## Extracted text
━━━━━━━━━━━━━━━━━━━━━━━━━━━━━━
What is the longest train trip you have experienced?

My longest trip by train was from Passau (Bavaria) to Vienna (Austria). It lasted from 9 pm to 8 am the next morning. I was 13 years old and in company of my father. We shared a couchette coach together with four other people, mostly young and men and women together. Although a boy of 13 years I remember vividly the soft pink bra of a young lady. Puberty on it's way.

From Vienna we went by bus to our hotel at Siófok on the southeast shore of Lake Balaton in Hungary. Was a very nice week. It was June, fairly warm there, we could already bath in the lake. Already as a child I've always liked two countries much more than others: Iceland and Hungaria. But I visited them much later, Hungaria at 13 years, Iceland at 24 years.
 

In 1954 I went NY to Chicago. I Chicago I went up on the loop, where I took a train to the Great Lakes naval training center. Two weeks later I went home the reverse way.

In Australia we went Melbourne to Sydney. The local folks were nice and friendly. We saw much more of the countryside than we would have had we flown.

Years later we rode the train up to the Copper Canyon in Mexico. Fun trip with a group from our RV club. We stayed in a hotel at the top. It snowed overnight. Who goes to Mexico for snow???
 

My late sister and I were on a night train in 1967 from Venice to Salzburg that stopped several times at villages.
━━━━━━━━━━━━━━━━━━━━━━━━━━━━━━
## Information supplied
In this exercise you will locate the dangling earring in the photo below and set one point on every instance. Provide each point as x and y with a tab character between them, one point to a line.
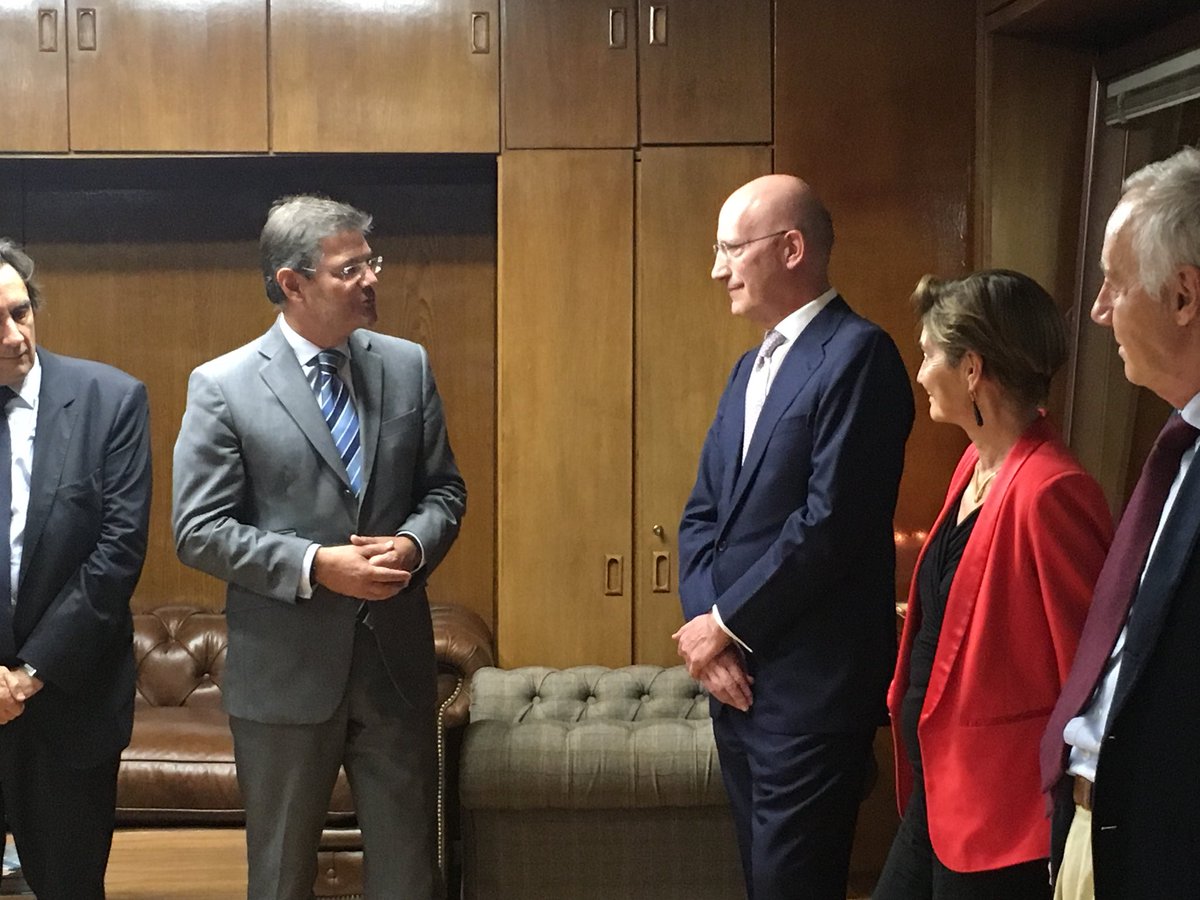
975	408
━━━━━━━━━━━━━━━━━━━━━━━━━━━━━━
## Your objective
In the posts about long train trips, what hours did the overnight journey from Passau to Vienna run?

## Task response
It ran from 9 pm to 8 am the next morning.